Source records
— START —

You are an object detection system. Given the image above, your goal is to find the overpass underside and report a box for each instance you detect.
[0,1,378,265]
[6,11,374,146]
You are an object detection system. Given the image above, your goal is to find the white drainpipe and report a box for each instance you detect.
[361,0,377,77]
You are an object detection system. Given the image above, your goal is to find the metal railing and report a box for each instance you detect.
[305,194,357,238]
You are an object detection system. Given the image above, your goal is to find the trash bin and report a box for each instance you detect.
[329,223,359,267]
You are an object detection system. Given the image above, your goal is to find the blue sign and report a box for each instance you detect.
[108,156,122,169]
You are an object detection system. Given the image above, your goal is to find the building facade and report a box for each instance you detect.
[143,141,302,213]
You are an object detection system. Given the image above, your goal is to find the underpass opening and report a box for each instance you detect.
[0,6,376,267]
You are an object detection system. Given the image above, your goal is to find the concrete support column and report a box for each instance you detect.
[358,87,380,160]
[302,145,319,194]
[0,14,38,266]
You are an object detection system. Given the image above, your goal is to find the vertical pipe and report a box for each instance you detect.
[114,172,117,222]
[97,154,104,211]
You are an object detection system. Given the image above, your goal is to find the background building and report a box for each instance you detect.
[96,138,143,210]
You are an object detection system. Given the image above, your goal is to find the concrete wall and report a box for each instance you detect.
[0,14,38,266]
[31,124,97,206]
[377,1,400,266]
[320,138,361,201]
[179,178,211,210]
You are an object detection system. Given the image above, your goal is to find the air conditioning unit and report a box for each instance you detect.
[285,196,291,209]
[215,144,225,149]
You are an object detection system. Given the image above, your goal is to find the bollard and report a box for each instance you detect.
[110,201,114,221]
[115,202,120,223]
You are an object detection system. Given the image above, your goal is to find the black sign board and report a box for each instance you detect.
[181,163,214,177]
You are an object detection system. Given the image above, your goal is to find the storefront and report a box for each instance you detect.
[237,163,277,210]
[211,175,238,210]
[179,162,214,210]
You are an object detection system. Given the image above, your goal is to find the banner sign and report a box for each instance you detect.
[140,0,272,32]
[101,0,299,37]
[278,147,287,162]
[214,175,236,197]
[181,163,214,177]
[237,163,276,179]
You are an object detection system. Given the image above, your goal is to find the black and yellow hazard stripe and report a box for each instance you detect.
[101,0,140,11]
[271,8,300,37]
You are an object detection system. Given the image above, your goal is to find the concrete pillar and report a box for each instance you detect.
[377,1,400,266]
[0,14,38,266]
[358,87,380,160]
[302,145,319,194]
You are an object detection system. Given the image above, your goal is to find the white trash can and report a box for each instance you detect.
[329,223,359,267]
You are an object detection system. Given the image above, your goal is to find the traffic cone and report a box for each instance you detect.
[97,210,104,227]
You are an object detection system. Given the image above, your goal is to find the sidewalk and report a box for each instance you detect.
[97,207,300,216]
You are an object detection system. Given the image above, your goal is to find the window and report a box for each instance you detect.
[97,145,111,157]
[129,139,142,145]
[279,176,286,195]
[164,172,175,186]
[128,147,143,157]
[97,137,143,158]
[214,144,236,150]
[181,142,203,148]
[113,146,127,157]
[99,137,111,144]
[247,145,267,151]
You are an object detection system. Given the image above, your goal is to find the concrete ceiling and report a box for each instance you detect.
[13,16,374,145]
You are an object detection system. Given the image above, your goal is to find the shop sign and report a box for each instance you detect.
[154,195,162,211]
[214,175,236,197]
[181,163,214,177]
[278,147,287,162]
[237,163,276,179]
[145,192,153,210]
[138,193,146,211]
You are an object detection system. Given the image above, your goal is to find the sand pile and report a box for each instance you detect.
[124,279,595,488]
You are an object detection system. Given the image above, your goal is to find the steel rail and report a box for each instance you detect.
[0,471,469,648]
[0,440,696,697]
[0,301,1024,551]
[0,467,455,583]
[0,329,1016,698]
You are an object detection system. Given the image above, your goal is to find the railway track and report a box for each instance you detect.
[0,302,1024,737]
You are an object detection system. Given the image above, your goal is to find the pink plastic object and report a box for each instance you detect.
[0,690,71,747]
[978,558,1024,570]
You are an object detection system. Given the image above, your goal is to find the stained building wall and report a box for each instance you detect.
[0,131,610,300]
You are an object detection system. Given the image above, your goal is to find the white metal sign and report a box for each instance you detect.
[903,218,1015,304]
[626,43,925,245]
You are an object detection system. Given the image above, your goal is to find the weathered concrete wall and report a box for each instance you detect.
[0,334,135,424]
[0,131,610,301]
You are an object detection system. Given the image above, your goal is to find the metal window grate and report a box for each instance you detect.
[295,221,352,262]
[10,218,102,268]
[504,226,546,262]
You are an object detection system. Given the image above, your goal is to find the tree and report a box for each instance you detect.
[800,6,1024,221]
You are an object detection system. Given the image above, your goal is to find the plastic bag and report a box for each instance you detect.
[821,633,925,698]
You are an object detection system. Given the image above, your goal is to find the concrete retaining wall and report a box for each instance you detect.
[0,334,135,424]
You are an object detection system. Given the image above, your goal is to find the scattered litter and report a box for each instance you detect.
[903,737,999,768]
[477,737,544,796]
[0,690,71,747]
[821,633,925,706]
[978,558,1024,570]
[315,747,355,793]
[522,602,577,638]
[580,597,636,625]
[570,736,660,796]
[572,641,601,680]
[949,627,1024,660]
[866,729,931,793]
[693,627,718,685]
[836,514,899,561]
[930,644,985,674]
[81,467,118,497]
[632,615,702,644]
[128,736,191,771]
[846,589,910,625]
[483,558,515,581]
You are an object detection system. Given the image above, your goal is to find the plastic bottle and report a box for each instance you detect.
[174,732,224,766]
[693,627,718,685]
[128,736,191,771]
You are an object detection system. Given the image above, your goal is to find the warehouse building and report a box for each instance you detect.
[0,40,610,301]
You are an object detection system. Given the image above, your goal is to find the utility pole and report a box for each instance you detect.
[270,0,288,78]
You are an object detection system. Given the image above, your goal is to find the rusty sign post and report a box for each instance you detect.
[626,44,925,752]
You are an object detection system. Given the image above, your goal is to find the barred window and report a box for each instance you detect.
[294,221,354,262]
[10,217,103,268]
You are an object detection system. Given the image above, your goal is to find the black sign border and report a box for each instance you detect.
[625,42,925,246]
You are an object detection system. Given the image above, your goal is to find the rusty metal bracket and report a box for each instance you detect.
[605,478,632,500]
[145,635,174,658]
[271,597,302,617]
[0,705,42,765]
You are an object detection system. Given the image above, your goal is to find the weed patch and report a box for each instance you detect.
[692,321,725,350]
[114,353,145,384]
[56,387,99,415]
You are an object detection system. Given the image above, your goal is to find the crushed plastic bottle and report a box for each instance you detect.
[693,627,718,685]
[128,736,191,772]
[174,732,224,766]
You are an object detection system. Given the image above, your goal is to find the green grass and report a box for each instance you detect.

— END —

### YOUR GOAL
Above are some records; extract every one of them exactly.

### RESULT OF THE EXERCISE
You are an object detection system. Given the image above, your goal is to find the overpass underside and report a box for each instance you detect.
[0,1,378,265]
[6,11,374,146]
You are an object detection system. Given the image above, your goal is to find the white drainpipe and report a box for each instance you detect.
[361,0,377,77]
You are an object detection system. Given the image above, your goal is to find the metal railing and report a box for each instance you detect.
[305,194,357,238]
You are an object detection system. Given the image above, your goal is to find the trash bin and report a box for each instance you detect.
[329,223,359,267]
You are an object detection system. Given the image above, your goal is to find the blue sign and report a box for each instance you detect.
[108,156,122,169]
You are an object detection system. Given the image above, your goal is to find the building facade and report a box for each instance you detect.
[143,141,302,213]
You are an object detection system. Given the image above, your goal is to find the underpass opening and report a box for each instance you detect.
[0,6,376,267]
You are an object detection system. Given the image above, your goal is to find the concrete support column and report a box for each instance you detect.
[358,87,380,160]
[302,145,319,194]
[0,14,38,266]
You are an object detection system. Given the image above, your goal is to find the vertical pipe and report a box for each instance you detect.
[114,172,117,222]
[97,154,104,211]
You are an object detection system. Given the image above, your goal is to find the background building and report a box for each instance you detect.
[96,138,143,210]
You are an object detection system. Given the image above, your goal is to find the concrete wall and report a box for each instance you detect.
[0,14,38,266]
[31,124,97,206]
[377,1,400,266]
[320,138,361,201]
[179,178,211,210]
You are an object detection system. Given the image above, your goal is to find the air conditioning unit and report a box for each instance you detect.
[285,196,291,209]
[215,144,225,149]
You are an object detection system. Given the image above, your goal is to find the bollard and report a box for each instance you detect.
[110,201,114,221]
[115,202,120,223]
You are an object detection system. Given the image above, your goal is to find the black sign board and report a box for each instance you detect.
[181,163,214,177]
You are an object detection system. Given the image above, your goal is to find the storefront and report a box for each instance you detect.
[237,163,277,210]
[211,175,238,210]
[179,162,214,210]
You are an object detection system. Given the image above, your goal is to find the banner sign and report a box for each instance you detect.
[140,0,272,32]
[101,0,299,37]
[278,147,287,162]
[214,175,236,197]
[181,163,214,177]
[237,163,276,179]
You are an object detection system. Given the image above, your goal is to find the black and yellow hazard stripe and report a box for each instance you detect.
[101,0,140,11]
[271,8,300,37]
You are an object detection system. Given the image above, your goal is to find the concrete pillar and report a box for each instance you detect.
[377,1,400,266]
[0,14,38,266]
[358,87,380,160]
[302,145,319,194]
You are an object detection system. Given the image above, your goal is to find the white trash can and report a box for each instance you detect.
[329,223,359,267]
You are an object detection system. Given the image above, your goal is to find the traffic cone and report a box for each instance you detect.
[97,210,104,227]
You are an object detection system. Given the image above, your goal is to find the sidewalk and report a box for each instance you detect.
[97,207,300,216]
You are an object detection system. Given the image above, your goal is to find the window and report a box for each instance you detect.
[97,145,111,157]
[129,139,142,145]
[279,176,286,195]
[164,172,175,186]
[128,147,143,157]
[97,137,143,158]
[214,144,236,150]
[181,142,203,148]
[113,146,127,157]
[99,137,111,144]
[247,145,267,151]
You are an object detection system. Given the image above, your goal is to find the concrete ceiling and report a box for each instance you detect.
[13,16,374,145]
You are an object detection system. Given the image above, your goal is to find the shop sign and report a box for each instance you detect.
[154,195,162,211]
[214,175,236,197]
[181,163,214,177]
[278,147,287,162]
[237,163,276,179]
[145,192,153,210]
[138,193,146,211]
You are an object detection system. Given the image above, your goal is to find the sand pile and report a box for each instance you detect.
[124,279,595,488]
You are an object detection system. Given the image above, your goal is to find the steel rail and report a box for each instance you detect.
[0,471,469,648]
[0,440,696,697]
[0,301,1024,551]
[0,467,455,583]
[0,329,1016,698]
You are an object detection system. Given the image above, your goal is to find the railway track and report a box for each instance you detect.
[0,302,1024,737]
You are an object detection system. Given the image above, your goal is to find the pink plastic object and report a box for each instance you detect.
[0,690,71,747]
[978,558,1024,570]
You are an object detection system. Given the image above, your goal is to find the stained building wall and report a box for each instance you detect.
[0,131,610,300]
You are an object detection system. Given the image above, your goal is to find the white metal sign and report a box for each instance you detect.
[903,218,1015,304]
[626,43,925,245]
You are an object detection system. Given the image above, your goal is to find the weathered concrete wall and report a box for each instance you detect.
[0,334,135,424]
[0,131,610,301]
You are an object detection system. Given the image above, your goal is to find the metal window grate and report a box for each instance you detect.
[295,221,352,262]
[10,218,102,268]
[504,226,546,262]
You are an object detection system. Given the image above, your goal is to find the tree and report a box for each instance you detect.
[800,6,1024,221]
You are an object detection system. Given the image above, your goal is to find the plastic bag and report a box for each instance you detect.
[821,633,925,698]
You are an object detection system. Given the image above, your goal is to find the concrete retaining wall and report a box for each instance you detect.
[0,334,135,424]
You are an object detection system. Given the image above, your goal is to find the scattered litter and report a box for each instance you detect.
[903,737,999,768]
[477,737,544,796]
[0,690,71,747]
[821,633,925,706]
[978,558,1024,570]
[315,747,355,793]
[522,602,577,638]
[580,597,636,625]
[570,736,660,796]
[572,641,601,680]
[949,627,1024,660]
[866,729,931,793]
[693,627,718,685]
[836,514,899,561]
[930,644,985,674]
[81,467,118,497]
[632,615,702,644]
[128,736,191,771]
[846,589,910,625]
[483,558,515,581]
You are an object detection system. Given the image above, your goal is to find the plastic bottle and report a box for each instance you detect.
[174,732,224,766]
[693,627,718,685]
[128,736,191,771]
You are an object detection system. Given the image above, your goal is to find the warehouse building and report a box for each instance you detect.
[0,40,610,301]
You are an object detection system. Given the image above, your goal is to find the utility pole and report a box for each instance you detect.
[270,0,288,78]
You are an object detection system. Given the image above, your goal is to find the rusty sign post and report a box for each instance you detect.
[626,44,925,752]
You are an object detection system. Given the image above, your goal is to find the barred window and report a box for each instance you detect.
[294,221,354,262]
[10,217,103,268]
You are an object detection system. Given the image above, your goal is to find the black sign border and report a box for each instance you detect.
[625,42,925,246]
You are an object detection system. Given the image above, your goal is to find the rusty metal bracket and report a box for each instance you detect.
[605,478,632,500]
[145,635,174,658]
[271,597,302,617]
[0,705,42,765]
You are an object detection system. Given the image above, your goal is to find the weed patch and report a box for each instance you detect.
[692,321,725,350]
[114,353,145,384]
[56,387,99,415]
You are an object detection system. Given the image above, your goal is to find the crushed plastic bottle and report a box for each instance you detect.
[693,627,718,685]
[128,736,191,772]
[174,732,224,766]
You are an object detection system. Given the image above, your goal is to find the green grass and report a box for each instance you detect.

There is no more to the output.